Exercise goal:
In the records that follow, the lines from the one containing "of the fence" to the one containing "of the string", inclusive, are to be given again exactly.

Dataset records:
§
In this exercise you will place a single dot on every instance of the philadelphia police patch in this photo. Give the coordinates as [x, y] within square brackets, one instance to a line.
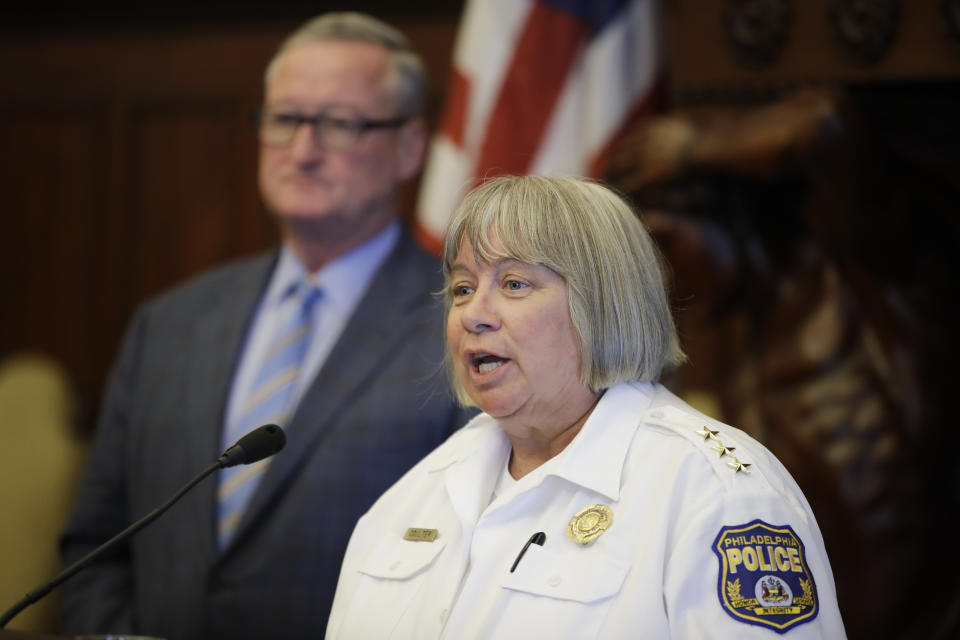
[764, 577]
§
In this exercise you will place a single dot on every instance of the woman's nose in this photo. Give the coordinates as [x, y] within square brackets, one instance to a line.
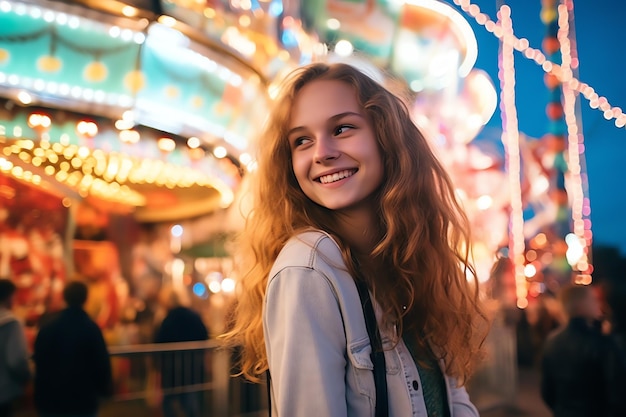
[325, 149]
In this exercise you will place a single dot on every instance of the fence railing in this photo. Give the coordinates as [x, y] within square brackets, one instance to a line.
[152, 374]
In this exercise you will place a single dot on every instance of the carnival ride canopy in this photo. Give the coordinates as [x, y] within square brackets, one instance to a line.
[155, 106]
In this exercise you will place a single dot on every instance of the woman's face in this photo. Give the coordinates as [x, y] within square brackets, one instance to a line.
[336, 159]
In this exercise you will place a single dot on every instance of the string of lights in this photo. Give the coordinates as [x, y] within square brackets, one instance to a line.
§
Completed exercise:
In this exercise you will place a single dot on every instance of the fence railing in this photo. Give the coordinates as [x, y] within square brackets, one instance to a line.
[152, 374]
In this exercise you will place a single dot on every instance of the carnival ride canopy in this photo. Give the coordinates as [x, y] within square brackets, one instance to a line.
[155, 106]
In this exercise you will place a single dot on every instance of the woman's face in this photo. Give the coordinates as [x, y] within square brackets, one instance to a line.
[336, 159]
In this exercise you will place a single dot on every instance of the string of lights in this photo. Give the coordinates as [x, y] within square brackets, one instance to a line.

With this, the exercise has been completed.